* _Data for the task_:
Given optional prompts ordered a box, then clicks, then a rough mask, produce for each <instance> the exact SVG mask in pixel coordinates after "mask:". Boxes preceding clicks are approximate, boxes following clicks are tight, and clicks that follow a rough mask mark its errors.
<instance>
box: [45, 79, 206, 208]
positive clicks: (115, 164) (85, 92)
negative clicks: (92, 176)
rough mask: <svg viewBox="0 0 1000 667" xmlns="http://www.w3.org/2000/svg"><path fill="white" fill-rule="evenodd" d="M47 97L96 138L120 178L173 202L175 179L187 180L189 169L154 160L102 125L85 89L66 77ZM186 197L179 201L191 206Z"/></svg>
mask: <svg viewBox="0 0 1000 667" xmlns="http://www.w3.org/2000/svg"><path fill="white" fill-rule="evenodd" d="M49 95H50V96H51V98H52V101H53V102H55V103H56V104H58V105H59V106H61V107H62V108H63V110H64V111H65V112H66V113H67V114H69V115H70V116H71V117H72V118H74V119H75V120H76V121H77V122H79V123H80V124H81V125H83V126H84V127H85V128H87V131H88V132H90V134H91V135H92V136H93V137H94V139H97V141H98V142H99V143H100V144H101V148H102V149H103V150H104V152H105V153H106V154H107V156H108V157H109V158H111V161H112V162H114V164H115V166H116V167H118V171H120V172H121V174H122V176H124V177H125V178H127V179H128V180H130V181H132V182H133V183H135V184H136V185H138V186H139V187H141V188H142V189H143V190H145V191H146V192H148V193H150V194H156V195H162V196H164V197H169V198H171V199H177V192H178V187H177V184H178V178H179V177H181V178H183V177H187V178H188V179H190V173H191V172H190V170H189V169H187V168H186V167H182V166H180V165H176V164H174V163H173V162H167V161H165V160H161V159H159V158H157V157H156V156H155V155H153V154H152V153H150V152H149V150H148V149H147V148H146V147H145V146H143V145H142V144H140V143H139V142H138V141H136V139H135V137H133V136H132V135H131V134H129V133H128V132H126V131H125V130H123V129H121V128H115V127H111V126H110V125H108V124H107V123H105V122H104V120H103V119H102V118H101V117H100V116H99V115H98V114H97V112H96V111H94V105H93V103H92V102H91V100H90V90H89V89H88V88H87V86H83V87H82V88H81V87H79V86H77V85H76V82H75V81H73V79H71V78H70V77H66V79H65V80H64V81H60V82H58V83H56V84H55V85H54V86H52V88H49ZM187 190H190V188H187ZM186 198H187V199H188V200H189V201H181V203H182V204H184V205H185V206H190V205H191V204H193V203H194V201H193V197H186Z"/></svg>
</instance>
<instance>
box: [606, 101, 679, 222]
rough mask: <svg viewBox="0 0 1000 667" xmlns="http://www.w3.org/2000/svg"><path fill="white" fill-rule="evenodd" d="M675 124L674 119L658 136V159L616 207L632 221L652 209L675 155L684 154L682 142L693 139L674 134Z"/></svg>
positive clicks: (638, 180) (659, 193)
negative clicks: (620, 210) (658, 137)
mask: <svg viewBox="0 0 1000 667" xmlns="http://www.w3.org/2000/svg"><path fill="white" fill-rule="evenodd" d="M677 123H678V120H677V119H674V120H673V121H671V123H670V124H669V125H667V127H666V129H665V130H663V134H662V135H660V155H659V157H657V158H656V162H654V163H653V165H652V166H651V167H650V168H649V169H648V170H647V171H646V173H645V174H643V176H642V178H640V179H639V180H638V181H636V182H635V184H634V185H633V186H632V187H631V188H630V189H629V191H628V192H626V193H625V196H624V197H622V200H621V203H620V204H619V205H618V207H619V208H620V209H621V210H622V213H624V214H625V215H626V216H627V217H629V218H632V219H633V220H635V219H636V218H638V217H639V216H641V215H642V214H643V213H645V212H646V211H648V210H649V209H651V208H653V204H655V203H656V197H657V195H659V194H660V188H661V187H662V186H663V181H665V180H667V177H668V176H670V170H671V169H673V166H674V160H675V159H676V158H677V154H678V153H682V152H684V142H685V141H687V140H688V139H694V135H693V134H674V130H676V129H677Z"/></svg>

* _Written task_:
Go through the records and output them all, word for word.

* _Problem solution_:
Given optional prompts ordered a box, then clicks, then a rough mask, produce for each <instance> the exact SVG mask in pixel coordinates after "mask:". Boxes preceding clicks are approximate, boxes following clicks are tight, and clicks that follow a rough mask mark its errors.
<instance>
box: [45, 79, 206, 208]
positive clicks: (115, 164) (85, 92)
negative clicks: (92, 176)
rough mask: <svg viewBox="0 0 1000 667" xmlns="http://www.w3.org/2000/svg"><path fill="white" fill-rule="evenodd" d="M47 97L96 138L120 178L173 202L175 179L187 180L189 169L154 160L102 125L85 89L66 77ZM186 197L179 201L191 206Z"/></svg>
mask: <svg viewBox="0 0 1000 667" xmlns="http://www.w3.org/2000/svg"><path fill="white" fill-rule="evenodd" d="M49 95H50V96H51V98H52V101H53V102H55V103H56V104H58V105H59V106H61V107H62V108H63V110H64V111H65V112H66V113H67V114H69V115H70V116H71V117H72V118H74V119H75V120H76V121H77V122H79V123H80V124H81V125H83V126H84V127H85V128H87V131H88V132H90V134H91V135H92V136H93V137H94V139H97V141H98V142H99V143H100V144H101V148H102V149H103V150H104V152H105V153H106V154H107V156H108V157H109V158H111V161H112V162H114V164H115V166H116V167H118V171H120V172H121V174H122V176H124V177H125V178H127V179H128V180H130V181H132V182H133V183H135V184H136V185H138V186H139V187H141V188H142V189H143V190H145V191H146V192H148V193H150V194H156V195H162V196H164V197H169V198H171V199H177V192H178V187H177V184H178V178H179V177H181V178H183V177H187V178H188V179H190V173H191V172H190V170H189V169H187V168H186V167H182V166H180V165H176V164H174V163H173V162H167V161H165V160H161V159H159V158H157V157H156V156H155V155H153V154H152V153H150V152H149V150H148V149H147V148H146V147H145V146H143V145H142V144H140V143H139V142H138V141H136V139H135V137H133V136H132V135H131V134H129V133H128V132H126V131H125V130H123V129H121V128H115V127H111V126H110V125H108V124H107V123H105V122H104V120H103V119H102V118H101V117H100V116H99V115H98V114H97V112H96V111H94V105H93V103H92V102H91V100H90V90H89V89H88V88H87V86H83V87H82V88H81V87H79V86H77V85H76V82H75V81H73V79H71V78H70V77H66V79H65V80H64V81H60V82H58V83H56V84H55V85H54V86H52V88H49ZM187 190H190V188H187ZM186 198H187V199H188V200H189V201H181V203H182V204H184V205H185V206H190V205H191V204H193V203H194V201H193V197H186Z"/></svg>
</instance>
<instance>
box: [606, 101, 679, 222]
rough mask: <svg viewBox="0 0 1000 667" xmlns="http://www.w3.org/2000/svg"><path fill="white" fill-rule="evenodd" d="M675 124L674 119L658 136V159L616 207L632 221L652 209L675 155L684 154L682 142L693 139L674 134Z"/></svg>
positive clicks: (638, 180) (659, 193)
negative clicks: (620, 210) (658, 137)
mask: <svg viewBox="0 0 1000 667" xmlns="http://www.w3.org/2000/svg"><path fill="white" fill-rule="evenodd" d="M677 123H678V120H677V119H674V120H673V121H671V123H670V124H669V125H667V127H666V129H665V130H663V134H662V135H660V155H659V157H657V158H656V162H654V163H653V165H652V166H651V167H650V168H649V169H648V170H647V171H646V173H645V174H643V176H642V178H640V179H639V180H638V181H636V182H635V184H634V185H633V186H632V187H631V188H630V189H629V191H628V192H626V193H625V196H624V197H622V200H621V203H620V204H619V205H618V207H619V208H620V209H621V210H622V213H624V214H625V215H626V216H627V217H629V218H632V219H633V220H635V219H636V218H638V217H639V216H641V215H642V214H643V213H645V212H646V211H648V210H649V209H651V208H653V204H655V203H656V197H657V195H659V194H660V188H661V187H662V186H663V181H665V180H667V177H668V176H670V170H671V169H673V166H674V160H675V159H676V158H677V154H678V153H682V152H684V142H685V141H687V140H688V139H694V135H693V134H674V130H676V129H677Z"/></svg>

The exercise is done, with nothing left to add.